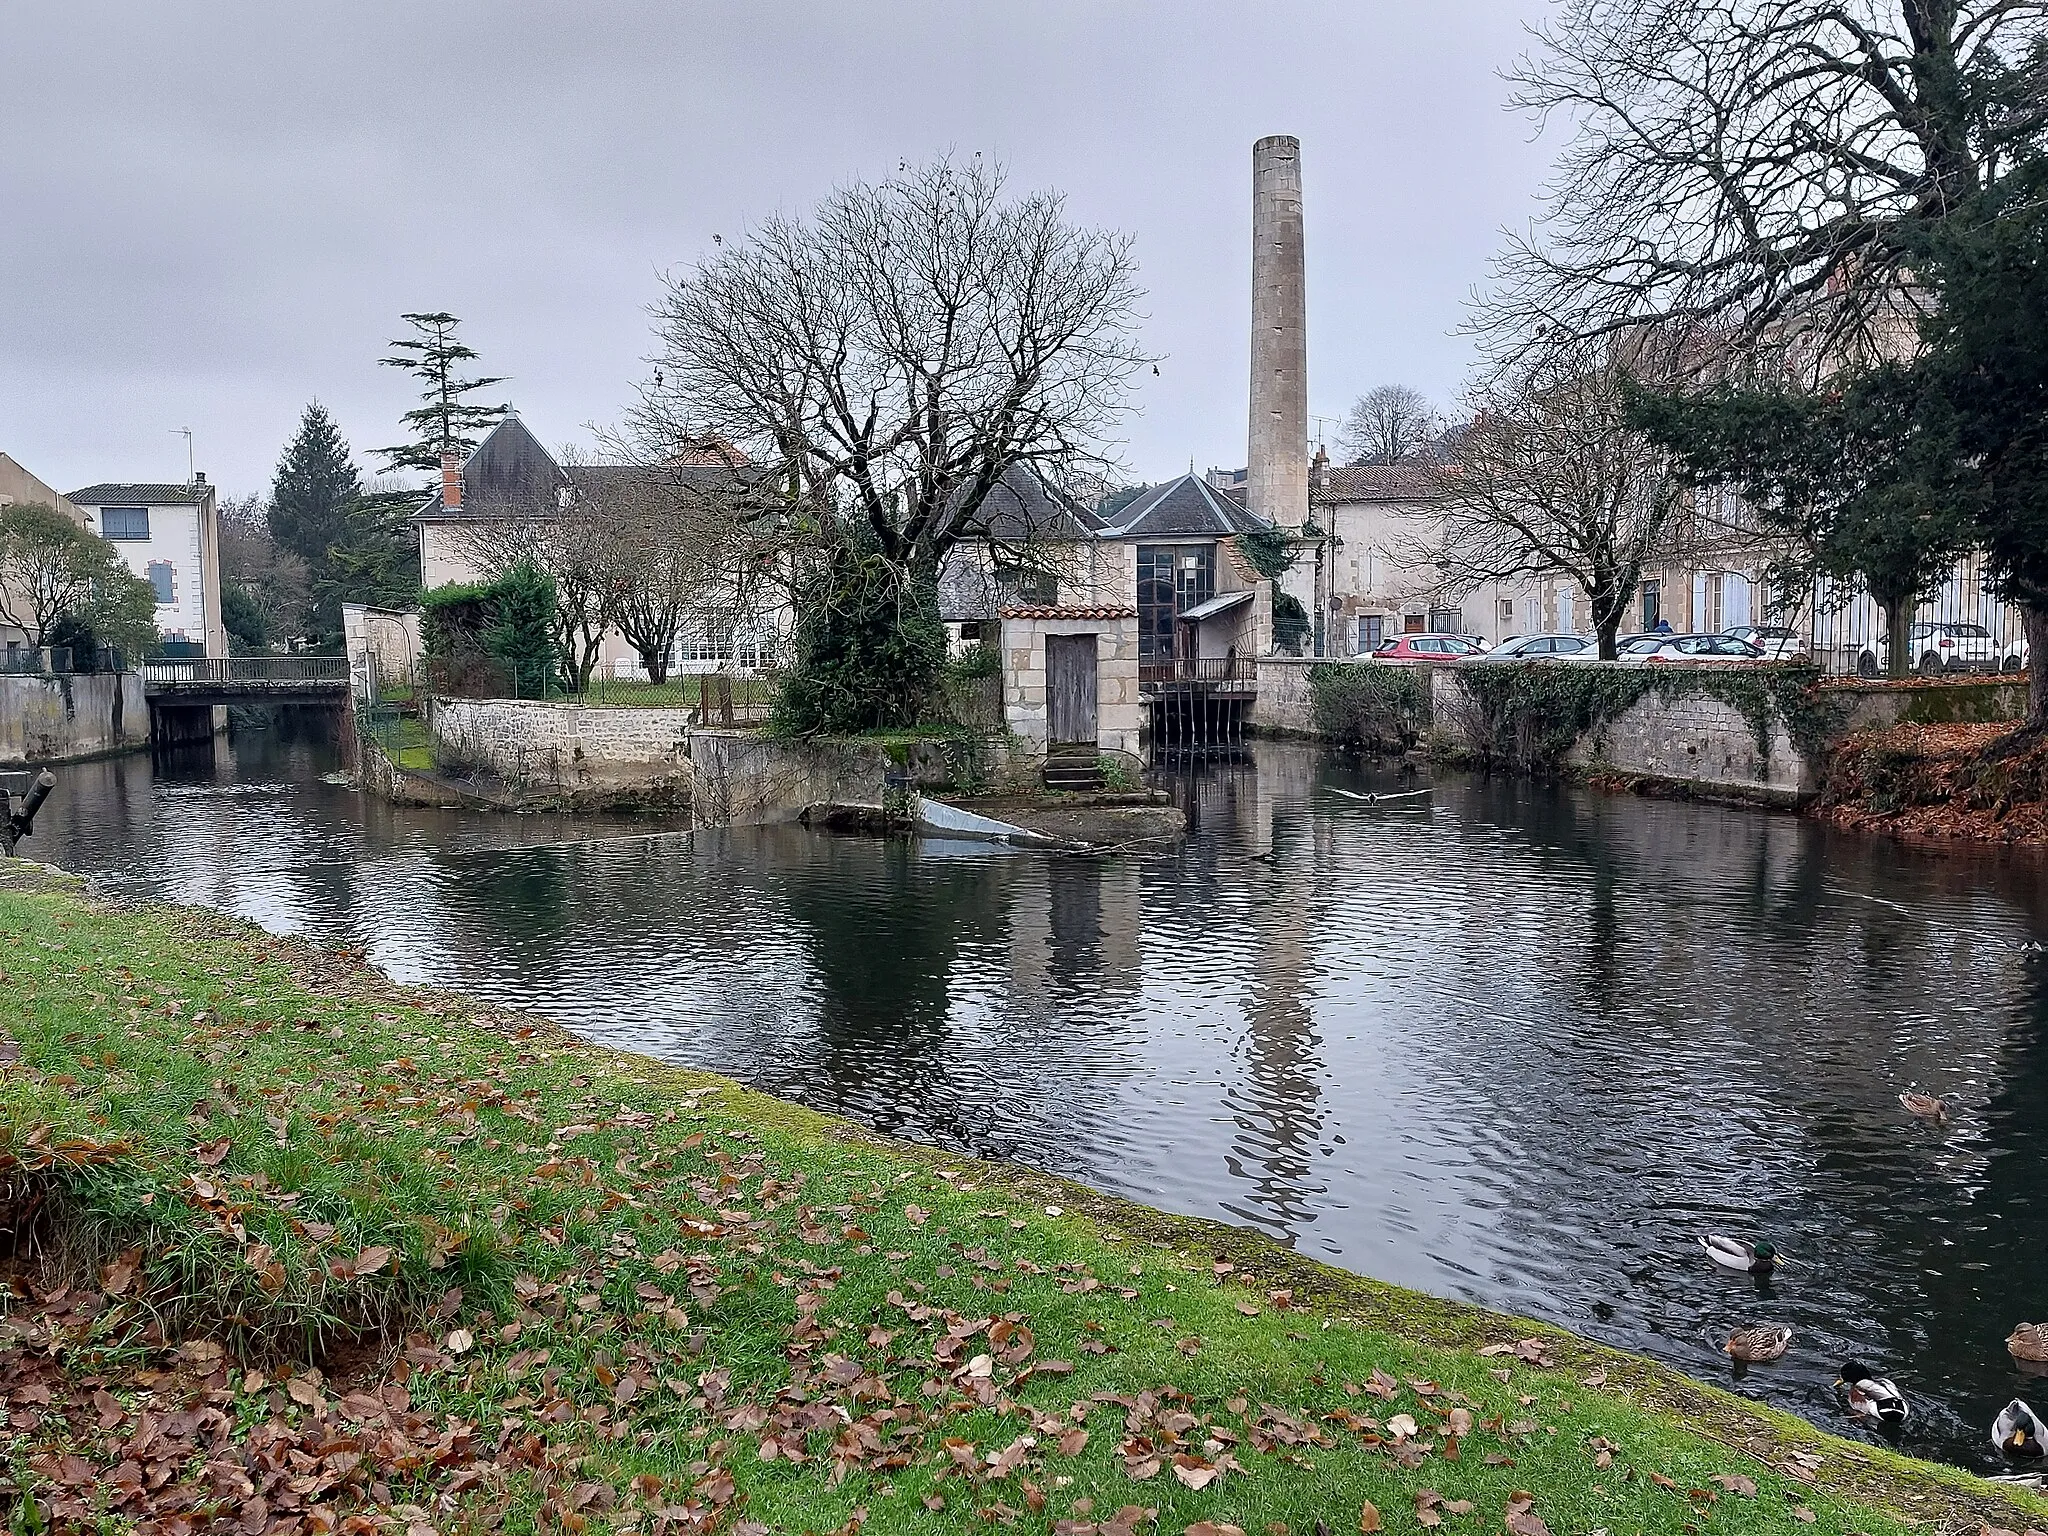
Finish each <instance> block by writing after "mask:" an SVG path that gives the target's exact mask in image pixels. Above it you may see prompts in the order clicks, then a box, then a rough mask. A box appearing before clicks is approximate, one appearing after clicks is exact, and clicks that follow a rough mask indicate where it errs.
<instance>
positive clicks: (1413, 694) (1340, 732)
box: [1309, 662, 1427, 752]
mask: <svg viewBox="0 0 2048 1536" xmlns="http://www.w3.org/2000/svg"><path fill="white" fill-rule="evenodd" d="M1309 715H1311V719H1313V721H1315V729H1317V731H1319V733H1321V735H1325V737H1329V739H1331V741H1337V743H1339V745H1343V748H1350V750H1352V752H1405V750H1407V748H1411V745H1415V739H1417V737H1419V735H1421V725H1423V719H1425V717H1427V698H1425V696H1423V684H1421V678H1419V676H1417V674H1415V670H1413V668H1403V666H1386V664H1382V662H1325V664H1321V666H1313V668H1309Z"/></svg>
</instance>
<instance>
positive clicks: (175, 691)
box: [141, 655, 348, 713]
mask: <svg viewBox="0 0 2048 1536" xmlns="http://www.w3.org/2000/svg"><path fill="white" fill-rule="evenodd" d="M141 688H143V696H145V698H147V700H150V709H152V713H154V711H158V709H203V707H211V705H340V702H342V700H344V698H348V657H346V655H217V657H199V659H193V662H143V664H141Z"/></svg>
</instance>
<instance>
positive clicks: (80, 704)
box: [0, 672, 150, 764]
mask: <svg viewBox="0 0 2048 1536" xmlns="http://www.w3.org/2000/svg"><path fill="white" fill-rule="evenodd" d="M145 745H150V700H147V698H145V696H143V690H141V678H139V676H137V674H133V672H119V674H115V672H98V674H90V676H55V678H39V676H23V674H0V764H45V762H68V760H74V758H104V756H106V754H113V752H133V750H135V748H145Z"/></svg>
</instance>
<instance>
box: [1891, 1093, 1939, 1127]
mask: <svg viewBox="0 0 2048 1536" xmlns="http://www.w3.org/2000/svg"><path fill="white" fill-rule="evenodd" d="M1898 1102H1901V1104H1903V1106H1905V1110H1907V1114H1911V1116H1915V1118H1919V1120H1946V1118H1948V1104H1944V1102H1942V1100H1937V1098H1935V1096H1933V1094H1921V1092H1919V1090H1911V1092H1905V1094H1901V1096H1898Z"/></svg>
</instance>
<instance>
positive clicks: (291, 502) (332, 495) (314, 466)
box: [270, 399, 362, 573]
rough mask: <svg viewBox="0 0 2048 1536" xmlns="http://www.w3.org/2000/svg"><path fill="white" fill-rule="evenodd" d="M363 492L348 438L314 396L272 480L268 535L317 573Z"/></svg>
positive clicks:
-------
### TASK BRIEF
Only the text of the records belongs in your answer, repeated exactly; the pictures stay out.

### RESPONSE
Finish each <instance> block by writing after "mask:" an SVG path that gives the target's exact mask in image pixels. Above it you may see prompts in the order clicks, then a box, then a rough mask. A box appearing before clicks is approximate, one appearing after clicks is exact, and clicks that follow a rough mask indicate where it errs.
<instance>
positive clicks: (1413, 694) (1340, 732)
box: [1309, 662, 1427, 752]
mask: <svg viewBox="0 0 2048 1536" xmlns="http://www.w3.org/2000/svg"><path fill="white" fill-rule="evenodd" d="M1309 715H1311V719H1313V721H1315V729H1317V731H1319V733H1321V735H1325V737H1329V739H1331V741H1337V743H1339V745H1343V748H1350V750H1352V752H1405V750H1407V748H1411V745H1415V739H1417V737H1419V735H1421V725H1423V719H1425V717H1427V698H1425V696H1423V684H1421V678H1419V676H1417V674H1415V670H1413V668H1403V666H1386V664H1382V662H1325V664H1321V666H1313V668H1309Z"/></svg>
</instance>
<instance>
positive clicks: (175, 691)
box: [141, 655, 348, 713]
mask: <svg viewBox="0 0 2048 1536" xmlns="http://www.w3.org/2000/svg"><path fill="white" fill-rule="evenodd" d="M141 688H143V696H145V698H147V700H150V709H152V713H154V711H158V709H203V707H211V705H340V702H342V700H344V698H348V657H346V655H217V657H199V659H193V662H143V664H141Z"/></svg>
</instance>
<instance>
positive clicks: (80, 704)
box: [0, 672, 150, 764]
mask: <svg viewBox="0 0 2048 1536" xmlns="http://www.w3.org/2000/svg"><path fill="white" fill-rule="evenodd" d="M145 745H150V700H147V698H145V696H143V690H141V678H139V676H137V674H133V672H119V674H115V672H98V674H90V676H55V678H39V676H23V674H0V764H45V762H68V760H74V758H104V756H106V754H113V752H133V750H135V748H145Z"/></svg>
</instance>
<instance>
box: [1891, 1093, 1939, 1127]
mask: <svg viewBox="0 0 2048 1536" xmlns="http://www.w3.org/2000/svg"><path fill="white" fill-rule="evenodd" d="M1898 1102H1901V1104H1903V1106H1905V1110H1907V1114H1911V1116H1915V1118H1919V1120H1946V1118H1948V1104H1944V1102H1942V1100H1937V1098H1935V1096H1933V1094H1921V1092H1919V1090H1911V1092H1905V1094H1901V1096H1898Z"/></svg>
</instance>
<instance>
positive clicks: (291, 502) (332, 495) (314, 466)
box: [270, 399, 362, 573]
rough mask: <svg viewBox="0 0 2048 1536" xmlns="http://www.w3.org/2000/svg"><path fill="white" fill-rule="evenodd" d="M363 492L348 438L314 396L272 480L268 535L317 573Z"/></svg>
positive clicks:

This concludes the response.